_任务指令 A_:
请更新下方列表中从含有“tree branch | bbox”的那一行起、一直到含有“[253,29,300,99]”的那一行为止的各行(首尾两行都算在内),把其中的“green shrub”改成“green bush”,其余一字不动地重新给出这些行。

_待读文本_:
----

在《spark sql 写入hive较慢原因分析》中已经分析了spark sql 写入hive分区文件慢的原因,笔者提供几种优化思路供参考:
(1)spark 直接生成hive库表底层分区文件,然后再使用add partion语句添加分区信息
spark.sql(s"alter table legend.test_log_hive_text add partition (name_par='${dirName}')")
(2)spark 生成文件存放到HDFS目录下,使用hive脚本命令,load数据到hive中
hive -e "load data inpath '/test/test_log_hive/name_par=test$i' overwrite into table legend.test_log_hive_text partition(name_par='test$i') "
(3)修改spark配置文件,指定hive metastore版本及jar所在位置,查看spark源码可看到spark支持的hive版本在0.12.0-2.3.3版本之间,修改参数spark.sql.hive.metastore.version及spark.sql.hive.metastore.jars参数
private[spark] object HiveUtils extends Logging {
def withHiveExternalCatalog(sc: SparkContext): SparkContext = {
sc.conf.set(CATALOG_IMPLEMENTATION.key, "hive")

----

_数据条目_:
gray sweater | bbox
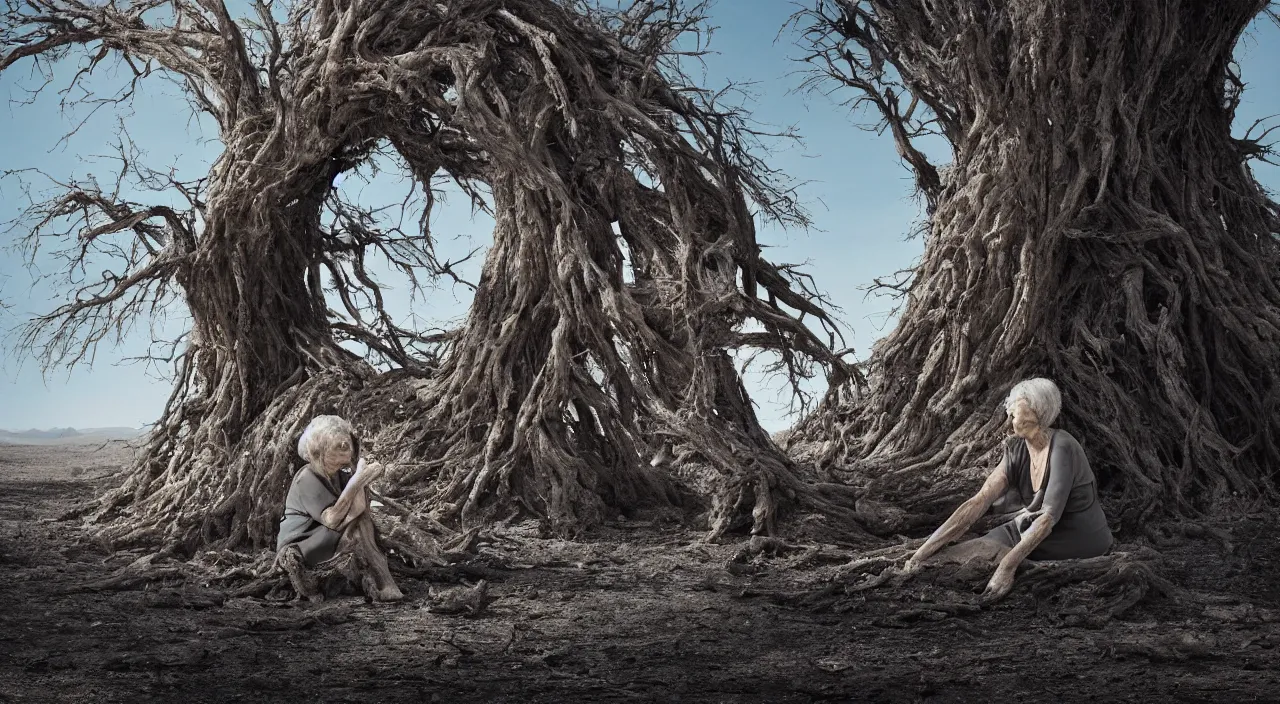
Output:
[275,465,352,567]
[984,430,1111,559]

----

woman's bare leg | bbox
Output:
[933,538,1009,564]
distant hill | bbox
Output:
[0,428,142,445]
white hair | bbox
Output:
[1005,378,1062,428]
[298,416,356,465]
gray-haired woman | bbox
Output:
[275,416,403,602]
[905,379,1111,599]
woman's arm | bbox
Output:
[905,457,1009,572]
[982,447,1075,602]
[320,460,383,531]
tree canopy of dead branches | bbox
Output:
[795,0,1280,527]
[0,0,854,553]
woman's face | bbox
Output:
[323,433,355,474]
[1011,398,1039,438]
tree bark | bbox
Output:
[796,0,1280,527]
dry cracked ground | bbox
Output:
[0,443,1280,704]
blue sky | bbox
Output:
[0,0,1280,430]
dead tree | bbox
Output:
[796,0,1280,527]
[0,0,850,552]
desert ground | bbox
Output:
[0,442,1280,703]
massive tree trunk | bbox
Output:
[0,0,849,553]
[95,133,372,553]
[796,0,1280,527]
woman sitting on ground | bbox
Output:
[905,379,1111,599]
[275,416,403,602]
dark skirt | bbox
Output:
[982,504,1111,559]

----

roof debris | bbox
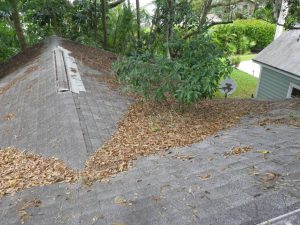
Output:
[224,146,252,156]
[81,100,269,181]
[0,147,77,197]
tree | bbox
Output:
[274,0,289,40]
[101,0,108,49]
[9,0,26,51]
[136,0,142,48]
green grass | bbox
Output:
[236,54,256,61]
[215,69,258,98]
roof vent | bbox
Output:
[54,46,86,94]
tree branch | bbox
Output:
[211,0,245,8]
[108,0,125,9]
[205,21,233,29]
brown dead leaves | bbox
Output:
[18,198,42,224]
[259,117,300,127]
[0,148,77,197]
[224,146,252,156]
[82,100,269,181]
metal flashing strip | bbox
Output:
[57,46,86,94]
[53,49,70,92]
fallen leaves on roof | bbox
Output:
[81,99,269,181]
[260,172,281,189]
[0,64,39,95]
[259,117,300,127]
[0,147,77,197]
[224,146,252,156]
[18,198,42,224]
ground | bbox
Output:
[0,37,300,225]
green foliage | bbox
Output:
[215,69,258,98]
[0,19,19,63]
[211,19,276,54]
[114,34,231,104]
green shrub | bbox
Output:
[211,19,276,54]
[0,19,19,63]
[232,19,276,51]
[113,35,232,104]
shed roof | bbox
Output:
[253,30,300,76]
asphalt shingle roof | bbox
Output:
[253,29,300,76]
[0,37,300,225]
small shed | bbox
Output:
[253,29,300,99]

----

_任务指令 B_:
上面那篇讲 Spark SQL 写入 Hive 优化思路的文章停在了代码中间,请从它最后一行之后接着往下写。

_最终答案 A_:
tree branch | bbox
Output:
[211,0,245,8]
[108,0,125,9]
[205,21,233,29]
brown dead leaves | bbox
Output:
[18,198,42,224]
[259,117,300,127]
[0,148,77,197]
[224,146,252,156]
[82,100,269,181]
metal flashing strip | bbox
Output:
[57,46,86,94]
[53,49,70,92]
fallen leaves on roof | bbox
Output:
[81,99,269,181]
[260,172,281,189]
[0,64,39,95]
[259,117,300,127]
[0,147,77,197]
[224,146,252,156]
[18,198,42,224]
ground | bbox
Output:
[0,37,300,225]
green foliage | bbox
Output:
[215,69,258,98]
[0,19,19,63]
[211,19,276,54]
[114,34,231,104]
green bush | bbox
Output:
[211,19,276,54]
[0,19,19,63]
[232,19,276,51]
[113,35,232,104]
shed roof | bbox
Output:
[253,30,300,76]
asphalt shingle roof | bbox
Output:
[253,29,300,76]
[0,37,300,225]
small shed | bbox
Output:
[253,29,300,99]

_最终答案 B_:
sc
}
/** The version of hive used internally by Spark SQL. */
val builtinHiveVersion: String = "1.2.1"
val HIVE_METASTORE_VERSION = buildConf("spark.sql.hive.metastore.version")
.doc("Version of the Hive metastore. Available options are " +
s"0.12.0
through 2.3.3
.")
.stringConf
.createWithDefault(builtinHiveVersion)
// A fake config which is only here for backward compatibility reasons. This config has no effect
// to Spark, just for reporting the builtin Hive version of Spark to existing applications that
// already rely on this config.
val FAKE_HIVE_VERSION = buildConf("spark.sql.hive.version")
.doc(s"deprecated, please use ${HIVE_METASTORE_VERSION.key} to get the Hive version in Spark.")
.stringConf
.createWithDefault(builtinHiveVersion)
val HIVE_METASTORE_JARS = buildConf("spark.sql.hive.metastore.jars")
.doc(s"""
| Location of the jars that should be used to instantiate the HiveMetastoreClient.
| This property can be one of three options: "
| 1. "builtin"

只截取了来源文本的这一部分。